[Saved data entries]
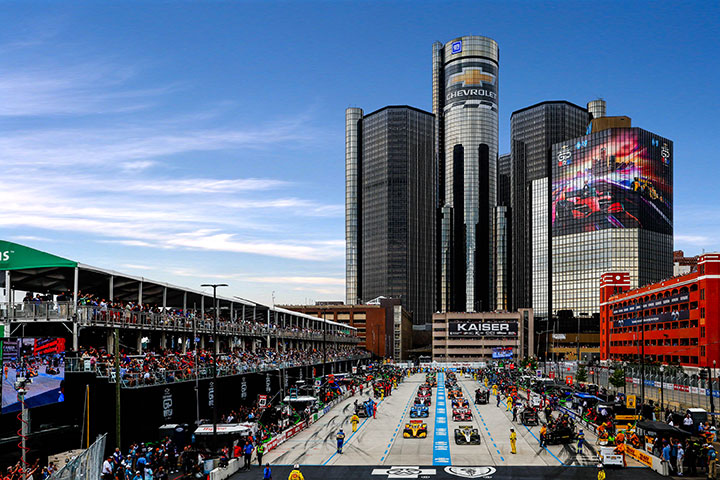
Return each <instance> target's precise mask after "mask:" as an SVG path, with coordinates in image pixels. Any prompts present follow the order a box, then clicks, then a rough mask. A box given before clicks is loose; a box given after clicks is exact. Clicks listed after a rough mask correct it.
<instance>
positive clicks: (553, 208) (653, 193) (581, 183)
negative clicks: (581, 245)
mask: <svg viewBox="0 0 720 480" xmlns="http://www.w3.org/2000/svg"><path fill="white" fill-rule="evenodd" d="M672 155H673V150H672V142H670V141H669V140H658V139H657V138H655V136H654V135H653V134H651V133H650V132H646V131H644V130H641V129H639V128H613V129H608V130H604V131H601V132H597V133H594V134H590V135H587V136H585V137H581V138H580V139H578V140H573V141H569V142H564V143H559V144H556V145H554V146H553V184H552V234H553V236H561V235H569V234H575V233H583V232H592V231H596V230H604V229H610V228H642V229H644V230H650V231H654V232H658V233H663V234H672V232H673V217H672V195H673V192H672V162H671V160H672Z"/></svg>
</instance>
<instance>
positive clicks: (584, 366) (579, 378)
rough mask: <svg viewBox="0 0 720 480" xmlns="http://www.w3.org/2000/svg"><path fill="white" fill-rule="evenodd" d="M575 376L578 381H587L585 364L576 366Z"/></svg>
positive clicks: (578, 381)
mask: <svg viewBox="0 0 720 480" xmlns="http://www.w3.org/2000/svg"><path fill="white" fill-rule="evenodd" d="M576 376H577V381H578V382H587V370H586V369H585V365H580V366H578V371H577V375H576Z"/></svg>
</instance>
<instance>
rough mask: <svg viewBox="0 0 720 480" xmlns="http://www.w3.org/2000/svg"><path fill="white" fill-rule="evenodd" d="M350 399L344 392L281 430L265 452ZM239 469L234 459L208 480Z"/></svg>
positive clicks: (218, 470)
mask: <svg viewBox="0 0 720 480" xmlns="http://www.w3.org/2000/svg"><path fill="white" fill-rule="evenodd" d="M349 397H350V392H349V391H347V390H346V391H345V392H344V393H343V394H342V395H340V396H339V397H338V398H336V399H335V400H332V401H331V402H330V403H329V404H327V405H325V407H324V408H323V409H322V410H319V411H318V412H316V413H314V414H312V415H311V416H310V418H308V419H307V420H303V421H302V422H298V423H296V424H295V425H293V426H292V427H290V428H287V429H285V430H283V431H282V432H280V433H278V434H277V435H275V436H274V437H273V438H272V439H271V440H270V441H268V442H267V443H265V452H266V453H267V452H270V451H271V450H274V449H276V448H277V447H279V446H280V445H282V444H283V443H285V442H286V441H287V440H289V439H291V438H292V437H294V436H295V435H297V434H298V433H300V432H302V431H303V430H305V429H306V428H308V427H309V426H310V425H312V424H313V423H315V422H317V421H318V420H319V419H320V418H322V417H323V416H324V415H325V414H327V413H328V412H329V411H330V409H332V407H334V406H335V405H337V404H338V403H340V402H342V401H343V400H345V399H347V398H349ZM255 460H257V459H255ZM240 467H241V462H240V459H237V458H234V459H232V460H231V461H230V463H229V464H228V466H227V467H225V468H215V469H213V470H212V471H211V472H210V477H209V480H225V479H227V478H229V477H231V476H232V475H233V474H235V473H237V471H238V470H239V469H240Z"/></svg>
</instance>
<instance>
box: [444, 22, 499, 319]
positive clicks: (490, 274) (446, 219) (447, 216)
mask: <svg viewBox="0 0 720 480" xmlns="http://www.w3.org/2000/svg"><path fill="white" fill-rule="evenodd" d="M498 68H499V49H498V45H497V43H496V42H495V41H494V40H492V39H490V38H487V37H477V36H465V37H459V38H456V39H454V40H451V41H449V42H447V43H446V44H444V45H443V44H442V43H440V42H436V43H435V44H433V113H434V114H435V122H436V128H435V135H436V139H435V155H436V158H437V165H438V179H439V185H438V202H439V205H438V206H439V208H440V222H439V223H440V229H441V232H440V245H439V250H440V252H439V259H440V261H439V269H440V272H439V285H438V300H439V305H438V306H439V309H440V311H442V312H452V311H455V312H463V311H465V312H478V311H487V310H492V309H493V308H494V305H495V299H496V291H495V285H494V283H495V258H496V255H497V252H496V248H495V218H496V214H497V212H496V209H495V207H496V181H497V178H496V163H497V144H498Z"/></svg>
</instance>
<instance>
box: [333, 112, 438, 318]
mask: <svg viewBox="0 0 720 480" xmlns="http://www.w3.org/2000/svg"><path fill="white" fill-rule="evenodd" d="M433 131H434V118H433V115H432V114H430V113H428V112H424V111H422V110H418V109H415V108H412V107H405V106H399V107H394V106H393V107H385V108H383V109H380V110H378V111H376V112H373V113H370V114H368V115H365V116H363V117H362V118H361V120H360V122H359V128H358V131H357V133H356V135H357V138H358V142H357V144H358V146H359V149H358V158H359V160H358V161H357V162H356V164H355V165H356V169H357V172H356V174H355V175H354V176H352V175H347V177H348V180H350V179H352V178H357V179H358V187H357V193H356V196H355V199H356V202H357V208H356V211H357V220H356V221H354V219H353V218H352V217H350V216H347V217H346V228H347V230H353V229H354V228H356V230H355V232H354V235H356V236H357V243H358V247H357V258H358V260H357V262H356V265H357V273H356V278H357V280H356V285H357V287H356V288H357V298H359V299H360V301H363V300H364V301H368V300H371V299H373V298H376V297H380V296H385V297H390V298H397V299H400V300H402V304H403V306H405V308H406V309H407V310H409V311H410V312H412V316H413V322H414V323H416V324H426V323H429V322H430V318H431V315H432V313H433V307H434V291H435V284H434V279H435V255H434V252H435V205H436V198H435V193H436V191H435V185H436V180H435V179H436V178H437V177H436V170H435V165H434V162H433V158H434V155H433V152H434V146H433V145H434V135H433ZM346 164H348V165H349V164H352V158H350V159H346ZM346 190H348V193H347V195H348V197H351V192H350V186H349V185H346ZM348 203H349V204H351V203H352V202H351V201H349V202H348ZM350 213H352V210H351V211H350ZM356 225H357V226H356ZM350 237H351V235H348V238H350ZM351 253H352V252H351V249H350V248H349V247H348V255H350V254H351ZM351 263H352V262H351V259H350V258H348V267H349V266H350V265H351ZM351 273H353V272H352V271H351V270H350V269H349V268H348V271H347V272H346V275H347V277H346V278H347V282H348V292H350V281H351V280H352V277H351ZM348 301H350V297H349V298H348ZM353 303H359V302H358V301H357V300H356V301H353Z"/></svg>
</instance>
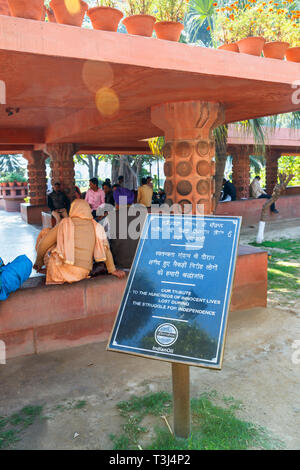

__Instructions for the task__. Copy out each line of the records above that contains the string "positive", treating uppercase and lowercase as different.

__Task output__.
positive clicks: (553, 208) (653, 193) (581, 183)
positive clicks: (584, 366) (579, 378)
positive clicks: (578, 381)
positive clicks: (218, 470)
positive clicks: (490, 274) (446, 219) (447, 216)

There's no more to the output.